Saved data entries
------------
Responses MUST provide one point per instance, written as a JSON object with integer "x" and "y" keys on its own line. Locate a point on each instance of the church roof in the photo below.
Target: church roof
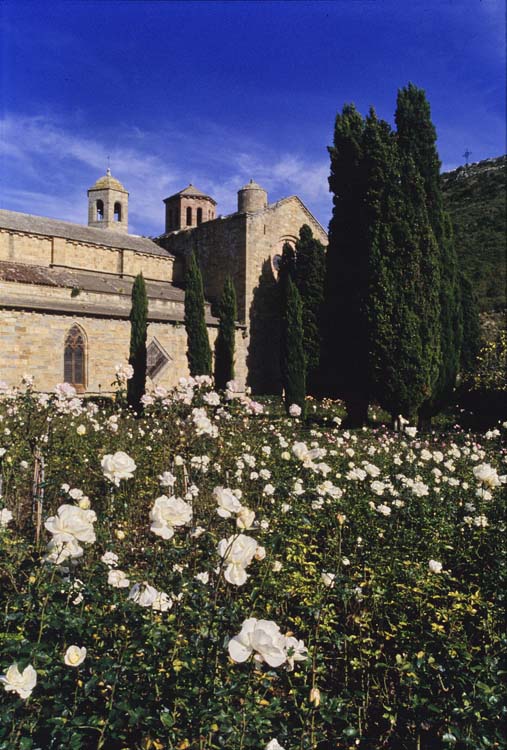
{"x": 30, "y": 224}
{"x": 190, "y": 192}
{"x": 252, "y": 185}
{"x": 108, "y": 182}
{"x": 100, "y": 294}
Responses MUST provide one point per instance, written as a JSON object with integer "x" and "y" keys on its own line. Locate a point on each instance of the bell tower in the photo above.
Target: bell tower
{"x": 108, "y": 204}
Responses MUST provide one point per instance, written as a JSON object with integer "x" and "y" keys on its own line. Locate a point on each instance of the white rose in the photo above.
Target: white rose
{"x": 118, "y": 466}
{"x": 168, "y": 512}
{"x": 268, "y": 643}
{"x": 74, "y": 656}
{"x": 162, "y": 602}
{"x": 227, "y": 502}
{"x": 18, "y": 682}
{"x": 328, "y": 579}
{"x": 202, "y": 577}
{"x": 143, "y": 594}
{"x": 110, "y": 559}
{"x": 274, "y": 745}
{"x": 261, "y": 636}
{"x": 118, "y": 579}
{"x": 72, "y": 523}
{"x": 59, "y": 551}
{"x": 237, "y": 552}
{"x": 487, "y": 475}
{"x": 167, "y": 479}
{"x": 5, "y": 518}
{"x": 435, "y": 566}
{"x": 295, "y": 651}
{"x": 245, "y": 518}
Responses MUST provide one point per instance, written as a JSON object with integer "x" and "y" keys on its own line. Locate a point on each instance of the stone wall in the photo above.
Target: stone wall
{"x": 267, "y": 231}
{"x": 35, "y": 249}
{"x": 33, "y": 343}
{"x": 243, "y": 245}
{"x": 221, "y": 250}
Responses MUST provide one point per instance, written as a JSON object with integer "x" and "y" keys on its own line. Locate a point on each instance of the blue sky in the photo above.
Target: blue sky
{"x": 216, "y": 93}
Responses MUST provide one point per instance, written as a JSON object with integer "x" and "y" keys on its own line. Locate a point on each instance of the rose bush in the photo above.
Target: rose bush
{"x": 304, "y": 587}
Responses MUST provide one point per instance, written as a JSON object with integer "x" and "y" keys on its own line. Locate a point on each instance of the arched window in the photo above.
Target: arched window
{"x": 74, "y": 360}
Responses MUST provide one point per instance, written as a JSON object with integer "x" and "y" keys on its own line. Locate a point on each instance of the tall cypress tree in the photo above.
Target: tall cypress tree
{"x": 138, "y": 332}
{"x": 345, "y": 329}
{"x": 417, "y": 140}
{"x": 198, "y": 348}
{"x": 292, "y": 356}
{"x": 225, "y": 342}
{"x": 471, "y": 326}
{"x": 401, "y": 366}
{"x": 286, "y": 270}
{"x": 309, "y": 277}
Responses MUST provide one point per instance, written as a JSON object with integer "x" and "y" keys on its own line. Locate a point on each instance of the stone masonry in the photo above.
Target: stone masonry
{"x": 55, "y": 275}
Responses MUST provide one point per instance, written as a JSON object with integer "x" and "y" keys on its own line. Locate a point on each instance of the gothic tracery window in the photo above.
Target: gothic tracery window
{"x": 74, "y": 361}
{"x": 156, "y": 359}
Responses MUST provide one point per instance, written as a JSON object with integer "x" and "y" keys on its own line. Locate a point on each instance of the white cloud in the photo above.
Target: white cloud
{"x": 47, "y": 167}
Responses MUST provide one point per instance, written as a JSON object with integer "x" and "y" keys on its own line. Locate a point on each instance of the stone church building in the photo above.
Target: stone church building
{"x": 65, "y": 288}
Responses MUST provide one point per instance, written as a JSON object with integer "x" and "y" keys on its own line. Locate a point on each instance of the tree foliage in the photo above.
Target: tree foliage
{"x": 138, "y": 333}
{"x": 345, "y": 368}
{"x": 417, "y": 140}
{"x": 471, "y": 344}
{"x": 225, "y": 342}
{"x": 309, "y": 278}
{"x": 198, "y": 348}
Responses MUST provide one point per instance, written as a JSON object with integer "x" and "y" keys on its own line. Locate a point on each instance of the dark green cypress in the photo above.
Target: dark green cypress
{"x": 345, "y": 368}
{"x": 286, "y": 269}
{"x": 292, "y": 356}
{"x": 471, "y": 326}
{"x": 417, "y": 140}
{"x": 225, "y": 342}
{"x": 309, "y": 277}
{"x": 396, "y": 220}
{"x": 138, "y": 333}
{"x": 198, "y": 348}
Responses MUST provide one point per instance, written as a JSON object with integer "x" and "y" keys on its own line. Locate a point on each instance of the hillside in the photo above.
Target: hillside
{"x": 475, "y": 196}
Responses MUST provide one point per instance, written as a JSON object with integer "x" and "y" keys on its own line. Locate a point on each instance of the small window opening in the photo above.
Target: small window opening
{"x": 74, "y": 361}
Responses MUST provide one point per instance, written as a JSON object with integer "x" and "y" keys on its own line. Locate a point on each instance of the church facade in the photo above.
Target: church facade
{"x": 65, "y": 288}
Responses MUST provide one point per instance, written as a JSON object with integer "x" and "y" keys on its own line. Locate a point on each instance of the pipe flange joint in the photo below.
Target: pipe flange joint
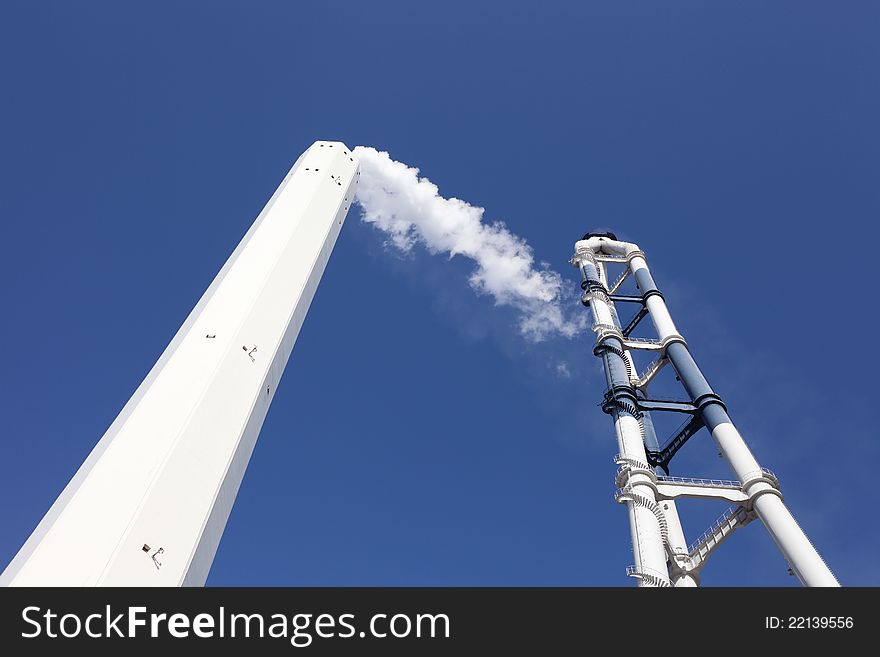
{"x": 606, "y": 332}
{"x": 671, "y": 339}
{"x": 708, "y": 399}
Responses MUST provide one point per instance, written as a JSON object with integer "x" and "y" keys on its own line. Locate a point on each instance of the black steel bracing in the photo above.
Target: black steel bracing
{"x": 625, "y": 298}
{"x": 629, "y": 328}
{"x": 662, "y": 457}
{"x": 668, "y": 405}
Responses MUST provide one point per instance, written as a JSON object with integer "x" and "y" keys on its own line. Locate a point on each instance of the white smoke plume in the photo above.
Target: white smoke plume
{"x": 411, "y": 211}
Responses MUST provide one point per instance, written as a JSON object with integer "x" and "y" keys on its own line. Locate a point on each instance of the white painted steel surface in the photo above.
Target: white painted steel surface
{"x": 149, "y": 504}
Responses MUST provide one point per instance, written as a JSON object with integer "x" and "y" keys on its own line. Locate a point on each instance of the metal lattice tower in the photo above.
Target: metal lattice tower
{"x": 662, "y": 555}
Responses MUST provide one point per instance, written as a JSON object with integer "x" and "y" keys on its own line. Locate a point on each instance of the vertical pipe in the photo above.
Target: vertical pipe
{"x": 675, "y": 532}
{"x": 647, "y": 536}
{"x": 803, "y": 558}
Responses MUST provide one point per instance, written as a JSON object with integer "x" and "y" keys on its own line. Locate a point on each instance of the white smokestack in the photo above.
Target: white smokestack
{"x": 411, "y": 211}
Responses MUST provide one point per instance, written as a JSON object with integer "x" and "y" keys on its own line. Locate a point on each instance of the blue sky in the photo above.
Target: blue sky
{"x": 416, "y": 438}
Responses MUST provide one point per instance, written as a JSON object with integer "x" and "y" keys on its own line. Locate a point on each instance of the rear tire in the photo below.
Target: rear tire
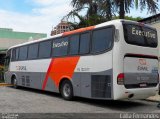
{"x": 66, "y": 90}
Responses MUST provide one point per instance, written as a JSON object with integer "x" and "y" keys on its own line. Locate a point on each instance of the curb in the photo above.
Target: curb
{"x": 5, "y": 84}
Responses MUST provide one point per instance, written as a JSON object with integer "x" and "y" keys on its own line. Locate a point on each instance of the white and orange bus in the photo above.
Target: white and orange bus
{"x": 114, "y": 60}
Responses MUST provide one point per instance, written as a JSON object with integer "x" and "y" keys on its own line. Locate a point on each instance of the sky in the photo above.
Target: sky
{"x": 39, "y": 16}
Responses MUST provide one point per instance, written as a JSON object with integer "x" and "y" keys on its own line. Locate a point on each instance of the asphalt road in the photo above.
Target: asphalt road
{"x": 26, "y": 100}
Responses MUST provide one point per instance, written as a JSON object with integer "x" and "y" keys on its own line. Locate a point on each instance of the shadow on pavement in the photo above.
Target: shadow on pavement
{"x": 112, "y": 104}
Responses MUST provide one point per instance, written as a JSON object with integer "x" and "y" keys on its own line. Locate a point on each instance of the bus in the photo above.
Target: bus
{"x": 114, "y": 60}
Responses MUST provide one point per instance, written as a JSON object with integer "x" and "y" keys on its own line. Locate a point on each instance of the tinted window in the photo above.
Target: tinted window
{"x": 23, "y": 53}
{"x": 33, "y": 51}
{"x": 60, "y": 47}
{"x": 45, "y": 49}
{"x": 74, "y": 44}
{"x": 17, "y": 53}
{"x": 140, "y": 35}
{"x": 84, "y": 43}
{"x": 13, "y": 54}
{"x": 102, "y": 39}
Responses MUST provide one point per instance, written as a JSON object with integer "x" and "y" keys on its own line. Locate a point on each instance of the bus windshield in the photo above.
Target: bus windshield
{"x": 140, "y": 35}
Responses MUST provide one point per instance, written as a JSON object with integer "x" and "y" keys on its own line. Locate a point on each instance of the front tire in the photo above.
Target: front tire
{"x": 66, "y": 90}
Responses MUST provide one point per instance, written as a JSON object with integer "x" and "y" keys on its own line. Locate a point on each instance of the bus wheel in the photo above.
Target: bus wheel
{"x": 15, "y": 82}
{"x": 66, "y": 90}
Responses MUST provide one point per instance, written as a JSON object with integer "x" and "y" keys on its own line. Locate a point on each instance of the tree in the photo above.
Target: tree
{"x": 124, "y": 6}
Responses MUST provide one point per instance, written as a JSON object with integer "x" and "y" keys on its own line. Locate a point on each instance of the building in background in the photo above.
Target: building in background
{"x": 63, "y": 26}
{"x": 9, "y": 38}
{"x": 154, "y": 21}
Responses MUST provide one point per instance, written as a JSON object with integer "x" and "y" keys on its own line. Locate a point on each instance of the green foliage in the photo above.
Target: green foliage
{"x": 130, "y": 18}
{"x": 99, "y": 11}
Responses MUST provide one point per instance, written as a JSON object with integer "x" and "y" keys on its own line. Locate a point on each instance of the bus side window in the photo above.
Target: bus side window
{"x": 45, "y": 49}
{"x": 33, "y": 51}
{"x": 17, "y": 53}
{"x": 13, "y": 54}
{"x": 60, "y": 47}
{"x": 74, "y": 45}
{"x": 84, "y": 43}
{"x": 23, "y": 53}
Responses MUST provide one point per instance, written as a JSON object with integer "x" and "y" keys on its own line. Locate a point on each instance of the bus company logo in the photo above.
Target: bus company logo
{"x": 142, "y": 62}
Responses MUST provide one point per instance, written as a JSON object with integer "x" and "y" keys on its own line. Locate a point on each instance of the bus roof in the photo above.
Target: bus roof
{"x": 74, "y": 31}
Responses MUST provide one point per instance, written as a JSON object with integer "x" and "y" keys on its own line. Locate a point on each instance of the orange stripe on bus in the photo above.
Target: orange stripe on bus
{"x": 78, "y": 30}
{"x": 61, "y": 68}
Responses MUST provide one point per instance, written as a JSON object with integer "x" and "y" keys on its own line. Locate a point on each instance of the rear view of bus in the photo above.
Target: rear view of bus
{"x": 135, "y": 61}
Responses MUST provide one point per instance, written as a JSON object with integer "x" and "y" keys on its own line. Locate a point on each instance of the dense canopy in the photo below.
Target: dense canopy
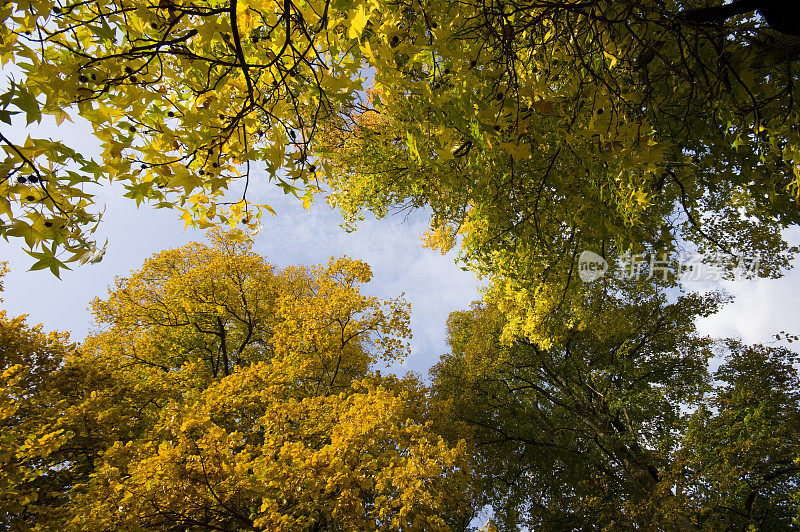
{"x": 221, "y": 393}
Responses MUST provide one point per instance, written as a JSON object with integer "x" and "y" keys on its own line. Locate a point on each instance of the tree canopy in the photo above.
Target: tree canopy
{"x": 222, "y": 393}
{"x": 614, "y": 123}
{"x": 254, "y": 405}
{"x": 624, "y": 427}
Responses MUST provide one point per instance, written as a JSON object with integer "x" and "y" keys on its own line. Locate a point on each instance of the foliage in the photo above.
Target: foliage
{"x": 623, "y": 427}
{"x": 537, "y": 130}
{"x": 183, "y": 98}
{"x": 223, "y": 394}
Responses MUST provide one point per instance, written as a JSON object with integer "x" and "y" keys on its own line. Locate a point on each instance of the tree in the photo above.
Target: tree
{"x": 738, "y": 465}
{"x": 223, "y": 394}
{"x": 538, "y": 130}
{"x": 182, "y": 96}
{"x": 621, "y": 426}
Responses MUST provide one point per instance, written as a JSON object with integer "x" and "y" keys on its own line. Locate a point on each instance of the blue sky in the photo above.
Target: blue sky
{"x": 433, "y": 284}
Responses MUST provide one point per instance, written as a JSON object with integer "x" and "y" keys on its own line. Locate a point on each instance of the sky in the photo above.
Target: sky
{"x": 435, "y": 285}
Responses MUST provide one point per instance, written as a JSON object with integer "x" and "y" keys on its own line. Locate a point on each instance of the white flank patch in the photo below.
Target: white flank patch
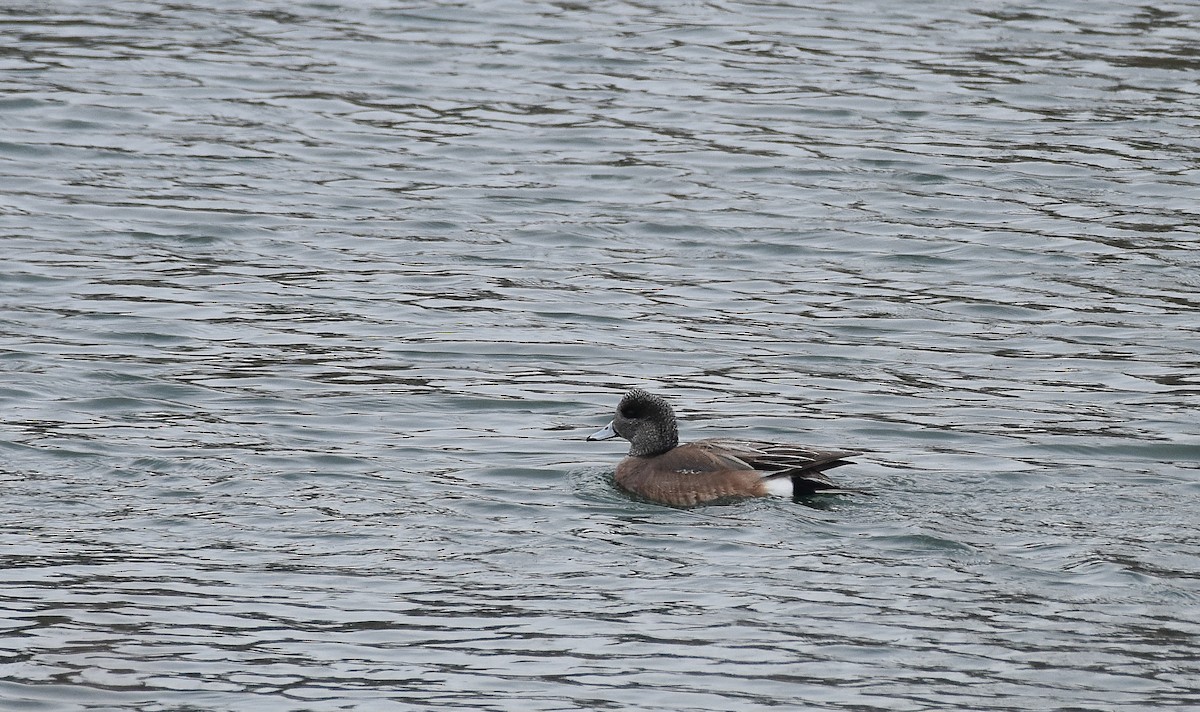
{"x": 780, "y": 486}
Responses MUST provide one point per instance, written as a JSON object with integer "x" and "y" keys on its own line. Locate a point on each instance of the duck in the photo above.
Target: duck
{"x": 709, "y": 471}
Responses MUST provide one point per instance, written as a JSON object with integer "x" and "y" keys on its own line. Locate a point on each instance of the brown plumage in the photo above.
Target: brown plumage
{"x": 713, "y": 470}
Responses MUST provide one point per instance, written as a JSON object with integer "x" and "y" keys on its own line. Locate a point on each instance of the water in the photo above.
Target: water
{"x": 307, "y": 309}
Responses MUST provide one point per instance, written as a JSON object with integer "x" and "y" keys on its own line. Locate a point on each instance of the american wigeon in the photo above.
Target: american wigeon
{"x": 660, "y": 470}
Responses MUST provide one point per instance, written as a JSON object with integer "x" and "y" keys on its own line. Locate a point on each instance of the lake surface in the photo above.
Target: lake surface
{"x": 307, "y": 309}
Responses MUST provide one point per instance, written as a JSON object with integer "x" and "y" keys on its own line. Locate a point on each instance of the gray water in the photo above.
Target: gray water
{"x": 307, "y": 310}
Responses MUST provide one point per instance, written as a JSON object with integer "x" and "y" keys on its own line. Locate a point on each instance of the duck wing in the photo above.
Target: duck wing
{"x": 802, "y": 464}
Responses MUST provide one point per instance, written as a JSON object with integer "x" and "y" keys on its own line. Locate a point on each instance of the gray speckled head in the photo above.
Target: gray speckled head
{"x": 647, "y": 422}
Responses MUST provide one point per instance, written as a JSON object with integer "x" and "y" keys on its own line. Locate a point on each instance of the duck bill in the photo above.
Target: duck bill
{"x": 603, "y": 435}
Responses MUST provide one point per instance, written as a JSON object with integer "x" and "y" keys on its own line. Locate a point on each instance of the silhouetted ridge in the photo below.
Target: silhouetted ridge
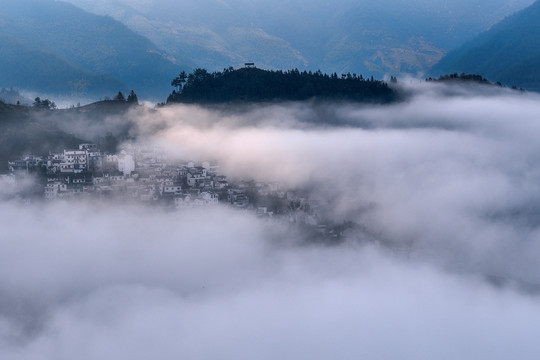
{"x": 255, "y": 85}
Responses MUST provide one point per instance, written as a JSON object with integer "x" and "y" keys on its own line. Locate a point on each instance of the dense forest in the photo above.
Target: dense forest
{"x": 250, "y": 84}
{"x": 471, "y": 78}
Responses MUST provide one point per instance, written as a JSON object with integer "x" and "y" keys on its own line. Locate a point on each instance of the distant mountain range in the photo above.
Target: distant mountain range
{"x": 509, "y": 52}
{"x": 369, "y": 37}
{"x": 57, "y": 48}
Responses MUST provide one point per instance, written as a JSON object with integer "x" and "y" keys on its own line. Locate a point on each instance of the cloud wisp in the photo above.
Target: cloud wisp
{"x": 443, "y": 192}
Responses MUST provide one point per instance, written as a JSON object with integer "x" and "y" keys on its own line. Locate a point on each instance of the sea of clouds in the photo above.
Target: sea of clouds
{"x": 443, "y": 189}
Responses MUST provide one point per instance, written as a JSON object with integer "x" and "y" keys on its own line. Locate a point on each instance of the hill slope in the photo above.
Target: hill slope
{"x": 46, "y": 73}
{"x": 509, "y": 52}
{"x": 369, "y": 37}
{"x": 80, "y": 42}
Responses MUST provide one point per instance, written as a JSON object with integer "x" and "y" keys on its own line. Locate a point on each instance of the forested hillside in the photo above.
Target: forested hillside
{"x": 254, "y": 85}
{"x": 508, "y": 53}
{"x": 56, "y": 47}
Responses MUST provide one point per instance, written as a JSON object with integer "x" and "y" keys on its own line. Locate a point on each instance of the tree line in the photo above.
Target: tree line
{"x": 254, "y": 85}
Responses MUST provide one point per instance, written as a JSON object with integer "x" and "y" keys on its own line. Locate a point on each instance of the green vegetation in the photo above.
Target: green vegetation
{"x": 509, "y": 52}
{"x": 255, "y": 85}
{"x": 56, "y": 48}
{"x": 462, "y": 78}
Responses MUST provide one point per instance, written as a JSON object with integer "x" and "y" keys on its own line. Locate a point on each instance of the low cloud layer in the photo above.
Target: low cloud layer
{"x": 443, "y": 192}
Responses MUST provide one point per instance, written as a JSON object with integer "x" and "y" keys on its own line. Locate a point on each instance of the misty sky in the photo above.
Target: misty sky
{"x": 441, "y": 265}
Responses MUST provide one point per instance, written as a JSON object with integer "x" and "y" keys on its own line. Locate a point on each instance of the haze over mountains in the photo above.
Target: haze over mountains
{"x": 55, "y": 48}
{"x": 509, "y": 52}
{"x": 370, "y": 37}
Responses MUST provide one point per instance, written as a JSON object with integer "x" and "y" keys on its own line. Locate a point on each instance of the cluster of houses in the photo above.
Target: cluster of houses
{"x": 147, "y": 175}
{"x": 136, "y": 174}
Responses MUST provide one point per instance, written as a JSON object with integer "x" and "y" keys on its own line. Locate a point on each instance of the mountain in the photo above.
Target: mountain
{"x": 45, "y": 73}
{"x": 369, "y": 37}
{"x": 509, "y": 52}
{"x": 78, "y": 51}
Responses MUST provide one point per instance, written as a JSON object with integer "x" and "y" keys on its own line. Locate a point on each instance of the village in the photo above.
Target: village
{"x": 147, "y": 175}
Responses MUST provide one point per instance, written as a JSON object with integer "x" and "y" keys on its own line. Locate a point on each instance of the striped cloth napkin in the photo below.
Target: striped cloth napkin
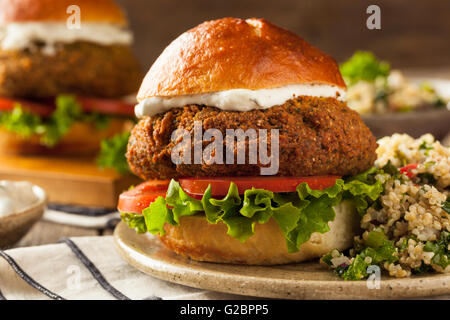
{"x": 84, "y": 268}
------------
Can you write out the lines above again, starting from the line with "mountains in the photo above." and continuing through the last line, with both ends included and every line's text kept? Multiply each x and y coordinate by 2.5, round it to a whole number with halves going up, and leave the pictures out.

Responses MUST provide one point per instance, written as a JSON object with integer "x" and "y" keys on its own line. Locate a point on each instance of the haze over mountains in the photo above.
Target: haze over mountains
{"x": 138, "y": 120}
{"x": 1273, "y": 130}
{"x": 925, "y": 93}
Responses MUST provide one point per instance, written as a JSON object with integer "x" and "y" keys on its own line. Locate a point on each instance of the cluster of houses in the photo above.
Target: cluster of houses
{"x": 368, "y": 438}
{"x": 340, "y": 435}
Responses MUST provide one point per instance, written as a JSON object with integer "x" and "y" keys on its own line. Locate a point on each instance of the mountain in the photo above.
Target: mountain
{"x": 113, "y": 183}
{"x": 923, "y": 93}
{"x": 1273, "y": 130}
{"x": 195, "y": 128}
Responses MUST provide one point per instance, written as a JSON object with integer "x" and "y" keys on its own line. Locate a point on each instance of the village in the photo above.
Target: village
{"x": 368, "y": 438}
Responses MUST provide one point per instance, written as a JSON object with integer "x" and "y" keys on its own line. Locate a point on each instance of the striped cloth napkin in the photo below.
Target: striped cloth napkin
{"x": 210, "y": 670}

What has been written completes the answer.